## Objective:
Pick out every line in the rows below that contains the string "blue", and copy each one. Case counts.

===== Data in this exercise

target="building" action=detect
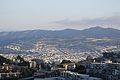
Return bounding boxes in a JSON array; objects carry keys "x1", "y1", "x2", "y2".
[{"x1": 30, "y1": 61, "x2": 37, "y2": 68}]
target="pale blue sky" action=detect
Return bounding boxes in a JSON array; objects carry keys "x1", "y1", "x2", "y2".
[{"x1": 0, "y1": 0, "x2": 120, "y2": 31}]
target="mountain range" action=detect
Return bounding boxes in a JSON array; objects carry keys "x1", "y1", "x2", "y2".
[{"x1": 0, "y1": 27, "x2": 120, "y2": 45}]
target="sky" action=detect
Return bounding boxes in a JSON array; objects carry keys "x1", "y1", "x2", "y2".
[{"x1": 0, "y1": 0, "x2": 120, "y2": 31}]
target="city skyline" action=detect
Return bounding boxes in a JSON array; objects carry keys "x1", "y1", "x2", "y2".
[{"x1": 0, "y1": 0, "x2": 120, "y2": 31}]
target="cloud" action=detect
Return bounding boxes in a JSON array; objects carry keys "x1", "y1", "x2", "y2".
[{"x1": 53, "y1": 16, "x2": 120, "y2": 28}]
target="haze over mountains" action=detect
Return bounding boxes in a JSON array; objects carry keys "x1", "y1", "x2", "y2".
[
  {"x1": 0, "y1": 27, "x2": 120, "y2": 61},
  {"x1": 0, "y1": 27, "x2": 120, "y2": 44}
]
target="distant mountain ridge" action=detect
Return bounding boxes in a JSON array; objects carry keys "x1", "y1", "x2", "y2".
[{"x1": 0, "y1": 27, "x2": 120, "y2": 44}]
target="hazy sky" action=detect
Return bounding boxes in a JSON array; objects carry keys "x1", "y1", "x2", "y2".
[{"x1": 0, "y1": 0, "x2": 120, "y2": 31}]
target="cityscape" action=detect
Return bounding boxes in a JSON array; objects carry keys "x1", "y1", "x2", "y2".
[{"x1": 0, "y1": 0, "x2": 120, "y2": 80}]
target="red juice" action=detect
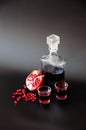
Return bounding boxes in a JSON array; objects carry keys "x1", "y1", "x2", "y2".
[
  {"x1": 42, "y1": 65, "x2": 65, "y2": 87},
  {"x1": 38, "y1": 86, "x2": 51, "y2": 104}
]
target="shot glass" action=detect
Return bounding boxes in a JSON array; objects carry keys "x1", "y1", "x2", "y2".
[
  {"x1": 38, "y1": 85, "x2": 51, "y2": 104},
  {"x1": 55, "y1": 80, "x2": 68, "y2": 100}
]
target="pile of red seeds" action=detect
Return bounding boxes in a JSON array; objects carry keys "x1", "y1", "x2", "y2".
[{"x1": 12, "y1": 84, "x2": 37, "y2": 104}]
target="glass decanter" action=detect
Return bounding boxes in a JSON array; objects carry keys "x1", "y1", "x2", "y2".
[{"x1": 41, "y1": 34, "x2": 66, "y2": 87}]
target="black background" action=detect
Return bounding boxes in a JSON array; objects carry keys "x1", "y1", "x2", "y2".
[{"x1": 0, "y1": 0, "x2": 86, "y2": 130}]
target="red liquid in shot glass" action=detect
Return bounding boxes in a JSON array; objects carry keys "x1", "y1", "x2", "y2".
[{"x1": 38, "y1": 86, "x2": 51, "y2": 104}]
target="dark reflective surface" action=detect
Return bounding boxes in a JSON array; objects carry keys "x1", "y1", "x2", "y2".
[{"x1": 0, "y1": 73, "x2": 86, "y2": 130}]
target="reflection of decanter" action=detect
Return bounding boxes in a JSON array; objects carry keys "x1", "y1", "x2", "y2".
[{"x1": 41, "y1": 34, "x2": 66, "y2": 87}]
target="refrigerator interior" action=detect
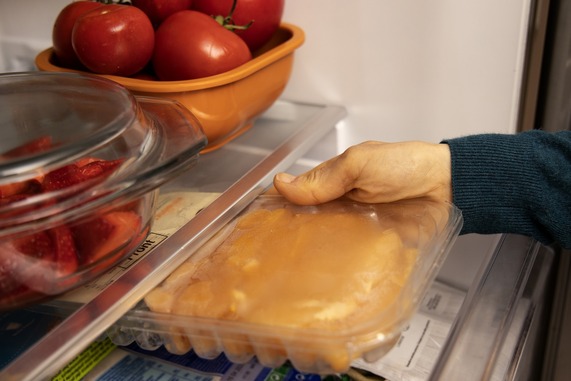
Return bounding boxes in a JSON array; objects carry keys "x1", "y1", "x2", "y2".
[
  {"x1": 0, "y1": 0, "x2": 571, "y2": 378},
  {"x1": 0, "y1": 0, "x2": 531, "y2": 147}
]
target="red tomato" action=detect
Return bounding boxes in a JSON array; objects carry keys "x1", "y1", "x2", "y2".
[
  {"x1": 131, "y1": 0, "x2": 192, "y2": 27},
  {"x1": 71, "y1": 4, "x2": 155, "y2": 76},
  {"x1": 52, "y1": 1, "x2": 103, "y2": 68},
  {"x1": 153, "y1": 10, "x2": 252, "y2": 81},
  {"x1": 192, "y1": 0, "x2": 285, "y2": 52}
]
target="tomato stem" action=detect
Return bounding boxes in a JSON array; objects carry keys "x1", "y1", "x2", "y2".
[{"x1": 212, "y1": 0, "x2": 254, "y2": 31}]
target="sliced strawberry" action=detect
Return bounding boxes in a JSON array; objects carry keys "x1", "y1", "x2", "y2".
[
  {"x1": 43, "y1": 160, "x2": 123, "y2": 192},
  {"x1": 48, "y1": 225, "x2": 79, "y2": 277},
  {"x1": 71, "y1": 211, "x2": 142, "y2": 263},
  {"x1": 13, "y1": 231, "x2": 54, "y2": 260},
  {"x1": 0, "y1": 136, "x2": 52, "y2": 158}
]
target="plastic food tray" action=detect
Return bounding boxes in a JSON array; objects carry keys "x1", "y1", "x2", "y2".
[{"x1": 108, "y1": 195, "x2": 462, "y2": 374}]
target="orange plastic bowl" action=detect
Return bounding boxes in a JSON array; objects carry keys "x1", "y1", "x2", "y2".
[{"x1": 35, "y1": 23, "x2": 305, "y2": 152}]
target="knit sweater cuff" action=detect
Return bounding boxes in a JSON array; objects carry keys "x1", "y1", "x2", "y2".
[{"x1": 443, "y1": 134, "x2": 549, "y2": 241}]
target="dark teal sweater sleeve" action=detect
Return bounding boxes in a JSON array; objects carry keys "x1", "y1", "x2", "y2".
[{"x1": 443, "y1": 131, "x2": 571, "y2": 248}]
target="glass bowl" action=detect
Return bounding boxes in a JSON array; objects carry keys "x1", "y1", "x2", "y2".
[
  {"x1": 36, "y1": 23, "x2": 305, "y2": 152},
  {"x1": 0, "y1": 72, "x2": 207, "y2": 310}
]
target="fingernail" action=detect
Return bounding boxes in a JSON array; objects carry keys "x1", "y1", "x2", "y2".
[{"x1": 276, "y1": 173, "x2": 295, "y2": 184}]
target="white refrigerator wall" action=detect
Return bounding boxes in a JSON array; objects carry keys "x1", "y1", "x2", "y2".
[{"x1": 0, "y1": 0, "x2": 529, "y2": 151}]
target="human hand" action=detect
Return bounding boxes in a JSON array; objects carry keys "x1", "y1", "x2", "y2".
[{"x1": 274, "y1": 142, "x2": 452, "y2": 205}]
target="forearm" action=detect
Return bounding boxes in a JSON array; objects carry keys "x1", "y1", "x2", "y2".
[{"x1": 444, "y1": 131, "x2": 571, "y2": 247}]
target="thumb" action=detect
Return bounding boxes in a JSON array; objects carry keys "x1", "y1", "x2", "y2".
[{"x1": 274, "y1": 163, "x2": 346, "y2": 205}]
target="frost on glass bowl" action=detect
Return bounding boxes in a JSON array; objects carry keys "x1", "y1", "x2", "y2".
[{"x1": 0, "y1": 72, "x2": 207, "y2": 310}]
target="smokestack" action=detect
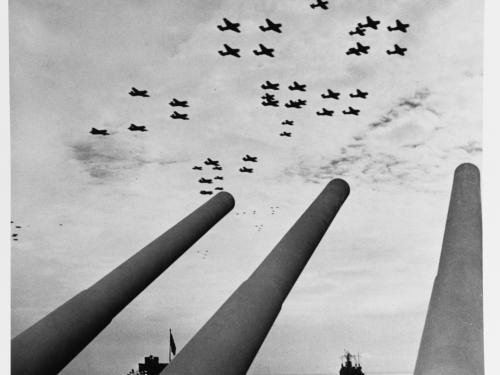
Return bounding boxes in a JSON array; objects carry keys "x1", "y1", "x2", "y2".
[
  {"x1": 415, "y1": 164, "x2": 484, "y2": 375},
  {"x1": 162, "y1": 179, "x2": 349, "y2": 375},
  {"x1": 11, "y1": 192, "x2": 234, "y2": 375}
]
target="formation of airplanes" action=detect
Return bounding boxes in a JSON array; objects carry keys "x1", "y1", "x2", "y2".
[
  {"x1": 129, "y1": 87, "x2": 149, "y2": 98},
  {"x1": 90, "y1": 11, "x2": 410, "y2": 195},
  {"x1": 217, "y1": 18, "x2": 282, "y2": 34},
  {"x1": 346, "y1": 16, "x2": 410, "y2": 56}
]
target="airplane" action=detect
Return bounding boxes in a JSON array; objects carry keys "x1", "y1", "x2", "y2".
[
  {"x1": 217, "y1": 18, "x2": 241, "y2": 33},
  {"x1": 204, "y1": 158, "x2": 219, "y2": 167},
  {"x1": 253, "y1": 43, "x2": 274, "y2": 57},
  {"x1": 170, "y1": 111, "x2": 189, "y2": 120},
  {"x1": 259, "y1": 18, "x2": 281, "y2": 34},
  {"x1": 310, "y1": 0, "x2": 328, "y2": 10},
  {"x1": 345, "y1": 42, "x2": 370, "y2": 56},
  {"x1": 242, "y1": 154, "x2": 257, "y2": 163},
  {"x1": 387, "y1": 20, "x2": 410, "y2": 33},
  {"x1": 358, "y1": 17, "x2": 380, "y2": 30},
  {"x1": 321, "y1": 89, "x2": 340, "y2": 100},
  {"x1": 349, "y1": 89, "x2": 368, "y2": 99},
  {"x1": 342, "y1": 107, "x2": 359, "y2": 116},
  {"x1": 128, "y1": 124, "x2": 148, "y2": 132},
  {"x1": 260, "y1": 81, "x2": 280, "y2": 90},
  {"x1": 260, "y1": 92, "x2": 276, "y2": 100},
  {"x1": 349, "y1": 26, "x2": 366, "y2": 36},
  {"x1": 385, "y1": 44, "x2": 408, "y2": 56},
  {"x1": 168, "y1": 98, "x2": 189, "y2": 107},
  {"x1": 261, "y1": 99, "x2": 279, "y2": 107},
  {"x1": 285, "y1": 99, "x2": 303, "y2": 108},
  {"x1": 217, "y1": 43, "x2": 241, "y2": 58},
  {"x1": 288, "y1": 81, "x2": 306, "y2": 91},
  {"x1": 129, "y1": 87, "x2": 149, "y2": 98},
  {"x1": 89, "y1": 128, "x2": 109, "y2": 135},
  {"x1": 316, "y1": 108, "x2": 334, "y2": 117}
]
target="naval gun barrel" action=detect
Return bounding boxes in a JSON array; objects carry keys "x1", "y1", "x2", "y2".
[
  {"x1": 162, "y1": 179, "x2": 349, "y2": 375},
  {"x1": 11, "y1": 192, "x2": 234, "y2": 375},
  {"x1": 414, "y1": 164, "x2": 484, "y2": 375}
]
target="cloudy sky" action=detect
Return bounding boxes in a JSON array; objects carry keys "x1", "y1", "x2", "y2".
[{"x1": 10, "y1": 0, "x2": 482, "y2": 375}]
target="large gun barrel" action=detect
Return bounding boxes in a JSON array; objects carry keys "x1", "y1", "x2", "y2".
[
  {"x1": 415, "y1": 164, "x2": 484, "y2": 375},
  {"x1": 11, "y1": 192, "x2": 234, "y2": 375},
  {"x1": 162, "y1": 179, "x2": 349, "y2": 375}
]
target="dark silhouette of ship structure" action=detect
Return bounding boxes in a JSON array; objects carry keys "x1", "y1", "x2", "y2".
[
  {"x1": 127, "y1": 355, "x2": 168, "y2": 375},
  {"x1": 339, "y1": 351, "x2": 365, "y2": 375},
  {"x1": 11, "y1": 164, "x2": 484, "y2": 375}
]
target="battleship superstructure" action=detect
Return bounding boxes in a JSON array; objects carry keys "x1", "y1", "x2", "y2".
[{"x1": 339, "y1": 351, "x2": 365, "y2": 375}]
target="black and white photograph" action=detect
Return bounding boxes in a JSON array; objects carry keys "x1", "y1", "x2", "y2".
[{"x1": 4, "y1": 0, "x2": 498, "y2": 375}]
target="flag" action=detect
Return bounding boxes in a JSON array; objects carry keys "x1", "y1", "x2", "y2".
[{"x1": 170, "y1": 331, "x2": 176, "y2": 355}]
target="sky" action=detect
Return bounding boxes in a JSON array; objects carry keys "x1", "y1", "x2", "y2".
[{"x1": 9, "y1": 0, "x2": 483, "y2": 375}]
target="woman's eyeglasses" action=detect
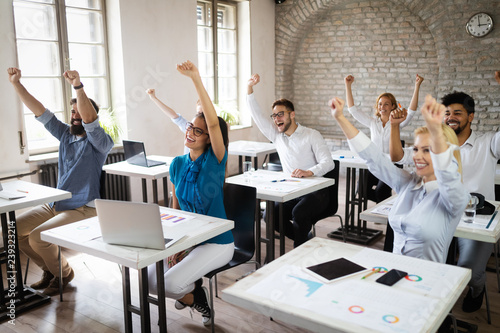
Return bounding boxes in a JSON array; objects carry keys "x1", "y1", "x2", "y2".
[{"x1": 186, "y1": 123, "x2": 208, "y2": 136}]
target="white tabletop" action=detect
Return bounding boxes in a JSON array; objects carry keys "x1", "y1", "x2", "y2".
[
  {"x1": 222, "y1": 237, "x2": 471, "y2": 333},
  {"x1": 332, "y1": 150, "x2": 368, "y2": 169},
  {"x1": 228, "y1": 140, "x2": 276, "y2": 157},
  {"x1": 226, "y1": 169, "x2": 335, "y2": 202},
  {"x1": 359, "y1": 195, "x2": 500, "y2": 243},
  {"x1": 102, "y1": 155, "x2": 174, "y2": 179},
  {"x1": 0, "y1": 180, "x2": 71, "y2": 213},
  {"x1": 41, "y1": 206, "x2": 234, "y2": 269}
]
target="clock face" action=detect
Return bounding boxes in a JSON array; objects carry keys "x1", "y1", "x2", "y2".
[{"x1": 465, "y1": 13, "x2": 493, "y2": 37}]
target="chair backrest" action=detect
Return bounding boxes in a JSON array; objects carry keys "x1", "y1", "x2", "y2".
[
  {"x1": 323, "y1": 160, "x2": 340, "y2": 217},
  {"x1": 224, "y1": 183, "x2": 256, "y2": 257}
]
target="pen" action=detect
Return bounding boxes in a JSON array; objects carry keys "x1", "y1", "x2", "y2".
[
  {"x1": 486, "y1": 210, "x2": 498, "y2": 229},
  {"x1": 361, "y1": 268, "x2": 380, "y2": 280}
]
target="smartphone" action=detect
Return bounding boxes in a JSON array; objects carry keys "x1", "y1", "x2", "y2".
[{"x1": 375, "y1": 269, "x2": 408, "y2": 286}]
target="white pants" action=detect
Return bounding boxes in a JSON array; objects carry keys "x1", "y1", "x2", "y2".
[{"x1": 148, "y1": 243, "x2": 234, "y2": 299}]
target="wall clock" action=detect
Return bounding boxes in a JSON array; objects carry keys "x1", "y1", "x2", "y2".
[{"x1": 465, "y1": 13, "x2": 493, "y2": 37}]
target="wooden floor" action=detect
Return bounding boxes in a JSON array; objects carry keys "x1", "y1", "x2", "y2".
[{"x1": 0, "y1": 172, "x2": 500, "y2": 333}]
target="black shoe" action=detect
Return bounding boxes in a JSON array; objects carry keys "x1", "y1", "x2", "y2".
[
  {"x1": 191, "y1": 286, "x2": 212, "y2": 326},
  {"x1": 462, "y1": 286, "x2": 486, "y2": 313}
]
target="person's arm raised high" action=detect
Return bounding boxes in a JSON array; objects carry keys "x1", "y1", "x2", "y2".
[
  {"x1": 7, "y1": 67, "x2": 45, "y2": 117},
  {"x1": 63, "y1": 71, "x2": 97, "y2": 124},
  {"x1": 177, "y1": 60, "x2": 226, "y2": 162}
]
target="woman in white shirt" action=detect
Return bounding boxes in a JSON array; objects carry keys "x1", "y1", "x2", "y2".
[{"x1": 329, "y1": 96, "x2": 470, "y2": 263}]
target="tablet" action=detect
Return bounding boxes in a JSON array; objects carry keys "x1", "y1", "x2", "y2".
[{"x1": 305, "y1": 258, "x2": 367, "y2": 282}]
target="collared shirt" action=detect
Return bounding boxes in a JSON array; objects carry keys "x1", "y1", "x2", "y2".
[
  {"x1": 348, "y1": 106, "x2": 416, "y2": 154},
  {"x1": 247, "y1": 94, "x2": 334, "y2": 176},
  {"x1": 36, "y1": 109, "x2": 114, "y2": 211},
  {"x1": 348, "y1": 132, "x2": 470, "y2": 263},
  {"x1": 398, "y1": 131, "x2": 500, "y2": 200}
]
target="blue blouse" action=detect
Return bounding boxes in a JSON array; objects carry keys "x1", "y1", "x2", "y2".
[{"x1": 170, "y1": 147, "x2": 234, "y2": 244}]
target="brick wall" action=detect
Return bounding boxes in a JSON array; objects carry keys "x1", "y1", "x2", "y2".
[{"x1": 274, "y1": 0, "x2": 500, "y2": 149}]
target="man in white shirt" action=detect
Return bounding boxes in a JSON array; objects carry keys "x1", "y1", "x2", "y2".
[
  {"x1": 247, "y1": 74, "x2": 334, "y2": 247},
  {"x1": 390, "y1": 84, "x2": 500, "y2": 312}
]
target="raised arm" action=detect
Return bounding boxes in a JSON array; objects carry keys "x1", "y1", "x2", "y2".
[
  {"x1": 421, "y1": 95, "x2": 448, "y2": 154},
  {"x1": 63, "y1": 71, "x2": 97, "y2": 124},
  {"x1": 177, "y1": 60, "x2": 226, "y2": 162},
  {"x1": 328, "y1": 97, "x2": 359, "y2": 140},
  {"x1": 344, "y1": 75, "x2": 354, "y2": 108},
  {"x1": 409, "y1": 74, "x2": 424, "y2": 111},
  {"x1": 7, "y1": 67, "x2": 45, "y2": 117},
  {"x1": 389, "y1": 109, "x2": 408, "y2": 162},
  {"x1": 146, "y1": 88, "x2": 179, "y2": 119}
]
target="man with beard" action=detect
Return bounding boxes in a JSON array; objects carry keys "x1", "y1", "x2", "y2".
[
  {"x1": 7, "y1": 68, "x2": 113, "y2": 296},
  {"x1": 247, "y1": 74, "x2": 334, "y2": 247},
  {"x1": 390, "y1": 80, "x2": 500, "y2": 312}
]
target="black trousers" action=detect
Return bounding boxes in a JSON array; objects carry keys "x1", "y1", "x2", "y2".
[{"x1": 266, "y1": 188, "x2": 330, "y2": 247}]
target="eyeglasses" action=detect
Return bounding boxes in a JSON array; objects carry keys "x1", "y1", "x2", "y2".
[
  {"x1": 186, "y1": 123, "x2": 208, "y2": 136},
  {"x1": 269, "y1": 110, "x2": 292, "y2": 119}
]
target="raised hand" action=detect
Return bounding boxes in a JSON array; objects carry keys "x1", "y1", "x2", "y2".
[
  {"x1": 248, "y1": 74, "x2": 260, "y2": 87},
  {"x1": 328, "y1": 97, "x2": 345, "y2": 119},
  {"x1": 146, "y1": 88, "x2": 156, "y2": 98},
  {"x1": 415, "y1": 74, "x2": 424, "y2": 86},
  {"x1": 420, "y1": 95, "x2": 446, "y2": 131},
  {"x1": 344, "y1": 74, "x2": 354, "y2": 85},
  {"x1": 7, "y1": 67, "x2": 21, "y2": 84},
  {"x1": 177, "y1": 60, "x2": 200, "y2": 78},
  {"x1": 389, "y1": 109, "x2": 408, "y2": 125},
  {"x1": 63, "y1": 71, "x2": 81, "y2": 87}
]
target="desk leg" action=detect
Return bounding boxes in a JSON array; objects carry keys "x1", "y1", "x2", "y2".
[
  {"x1": 273, "y1": 202, "x2": 285, "y2": 256},
  {"x1": 142, "y1": 178, "x2": 148, "y2": 202},
  {"x1": 152, "y1": 179, "x2": 158, "y2": 204},
  {"x1": 163, "y1": 177, "x2": 170, "y2": 207},
  {"x1": 122, "y1": 266, "x2": 132, "y2": 333},
  {"x1": 255, "y1": 199, "x2": 261, "y2": 269},
  {"x1": 156, "y1": 260, "x2": 167, "y2": 332},
  {"x1": 138, "y1": 267, "x2": 151, "y2": 333}
]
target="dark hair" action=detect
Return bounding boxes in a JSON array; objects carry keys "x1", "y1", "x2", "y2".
[
  {"x1": 195, "y1": 113, "x2": 229, "y2": 150},
  {"x1": 69, "y1": 98, "x2": 99, "y2": 114},
  {"x1": 271, "y1": 98, "x2": 295, "y2": 111},
  {"x1": 441, "y1": 91, "x2": 476, "y2": 114}
]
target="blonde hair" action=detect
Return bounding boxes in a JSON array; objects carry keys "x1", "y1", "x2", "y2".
[
  {"x1": 375, "y1": 93, "x2": 398, "y2": 118},
  {"x1": 413, "y1": 124, "x2": 462, "y2": 177}
]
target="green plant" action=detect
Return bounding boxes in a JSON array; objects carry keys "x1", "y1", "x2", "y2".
[{"x1": 214, "y1": 104, "x2": 239, "y2": 125}]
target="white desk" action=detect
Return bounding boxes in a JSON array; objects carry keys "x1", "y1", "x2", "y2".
[
  {"x1": 0, "y1": 180, "x2": 71, "y2": 321},
  {"x1": 102, "y1": 155, "x2": 174, "y2": 206},
  {"x1": 226, "y1": 169, "x2": 334, "y2": 264},
  {"x1": 41, "y1": 207, "x2": 234, "y2": 332},
  {"x1": 222, "y1": 237, "x2": 471, "y2": 333},
  {"x1": 228, "y1": 140, "x2": 276, "y2": 173},
  {"x1": 328, "y1": 150, "x2": 382, "y2": 244}
]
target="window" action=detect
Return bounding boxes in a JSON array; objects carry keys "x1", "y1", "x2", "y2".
[
  {"x1": 14, "y1": 0, "x2": 110, "y2": 154},
  {"x1": 196, "y1": 0, "x2": 249, "y2": 124}
]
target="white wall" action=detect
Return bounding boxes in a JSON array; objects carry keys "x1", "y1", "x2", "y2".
[{"x1": 0, "y1": 0, "x2": 275, "y2": 200}]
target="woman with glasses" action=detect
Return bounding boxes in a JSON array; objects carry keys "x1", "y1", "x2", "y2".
[{"x1": 149, "y1": 61, "x2": 234, "y2": 325}]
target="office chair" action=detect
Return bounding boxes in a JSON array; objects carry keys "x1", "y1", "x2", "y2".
[
  {"x1": 205, "y1": 183, "x2": 259, "y2": 332},
  {"x1": 312, "y1": 160, "x2": 346, "y2": 243}
]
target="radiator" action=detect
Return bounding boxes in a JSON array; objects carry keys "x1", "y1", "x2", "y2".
[{"x1": 39, "y1": 153, "x2": 129, "y2": 201}]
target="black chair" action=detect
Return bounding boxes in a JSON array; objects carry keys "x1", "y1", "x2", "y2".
[
  {"x1": 205, "y1": 183, "x2": 259, "y2": 332},
  {"x1": 312, "y1": 160, "x2": 346, "y2": 243}
]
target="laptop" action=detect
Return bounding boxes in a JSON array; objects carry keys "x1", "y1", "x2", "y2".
[
  {"x1": 0, "y1": 183, "x2": 26, "y2": 200},
  {"x1": 123, "y1": 140, "x2": 166, "y2": 168},
  {"x1": 95, "y1": 199, "x2": 182, "y2": 250}
]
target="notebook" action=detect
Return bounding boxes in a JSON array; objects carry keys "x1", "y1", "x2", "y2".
[
  {"x1": 95, "y1": 199, "x2": 182, "y2": 250},
  {"x1": 123, "y1": 140, "x2": 166, "y2": 168},
  {"x1": 0, "y1": 183, "x2": 26, "y2": 200}
]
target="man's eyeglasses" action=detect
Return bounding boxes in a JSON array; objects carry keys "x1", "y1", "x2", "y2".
[
  {"x1": 269, "y1": 110, "x2": 291, "y2": 119},
  {"x1": 186, "y1": 123, "x2": 208, "y2": 136}
]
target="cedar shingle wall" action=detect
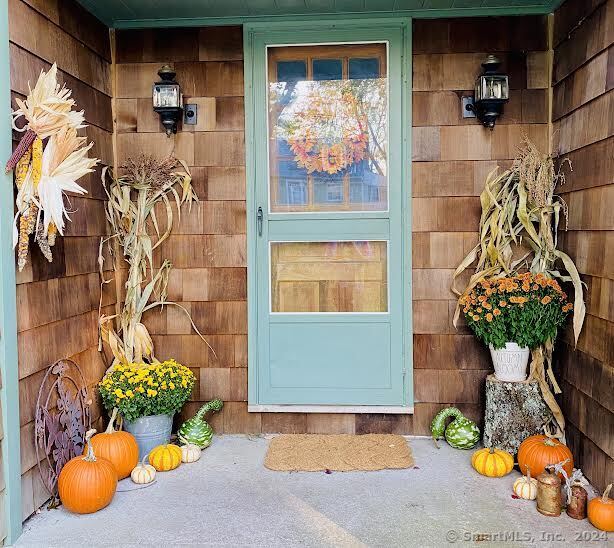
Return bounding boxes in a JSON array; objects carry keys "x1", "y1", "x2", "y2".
[
  {"x1": 5, "y1": 0, "x2": 113, "y2": 518},
  {"x1": 116, "y1": 17, "x2": 548, "y2": 434},
  {"x1": 553, "y1": 0, "x2": 614, "y2": 489},
  {"x1": 412, "y1": 17, "x2": 548, "y2": 434}
]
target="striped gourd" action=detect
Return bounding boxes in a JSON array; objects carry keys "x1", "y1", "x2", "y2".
[
  {"x1": 148, "y1": 443, "x2": 181, "y2": 472},
  {"x1": 177, "y1": 400, "x2": 224, "y2": 449}
]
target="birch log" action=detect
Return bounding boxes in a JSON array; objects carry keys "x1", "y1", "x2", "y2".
[{"x1": 484, "y1": 375, "x2": 552, "y2": 455}]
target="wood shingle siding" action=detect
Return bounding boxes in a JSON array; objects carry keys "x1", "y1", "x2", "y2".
[
  {"x1": 9, "y1": 0, "x2": 115, "y2": 518},
  {"x1": 116, "y1": 17, "x2": 548, "y2": 434},
  {"x1": 553, "y1": 0, "x2": 614, "y2": 489}
]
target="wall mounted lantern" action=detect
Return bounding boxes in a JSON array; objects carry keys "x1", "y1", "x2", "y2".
[
  {"x1": 152, "y1": 65, "x2": 183, "y2": 137},
  {"x1": 464, "y1": 55, "x2": 510, "y2": 130}
]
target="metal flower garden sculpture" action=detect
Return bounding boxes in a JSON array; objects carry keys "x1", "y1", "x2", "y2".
[{"x1": 34, "y1": 360, "x2": 92, "y2": 507}]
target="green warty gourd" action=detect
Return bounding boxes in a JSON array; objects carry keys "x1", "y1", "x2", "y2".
[
  {"x1": 445, "y1": 417, "x2": 480, "y2": 449},
  {"x1": 431, "y1": 407, "x2": 463, "y2": 447},
  {"x1": 177, "y1": 400, "x2": 224, "y2": 449}
]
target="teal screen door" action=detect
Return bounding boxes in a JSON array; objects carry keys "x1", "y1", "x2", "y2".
[{"x1": 246, "y1": 19, "x2": 412, "y2": 412}]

==========

## Output of the exercise:
target="pale blue sky" action=detect
target="blue blouse" action=detect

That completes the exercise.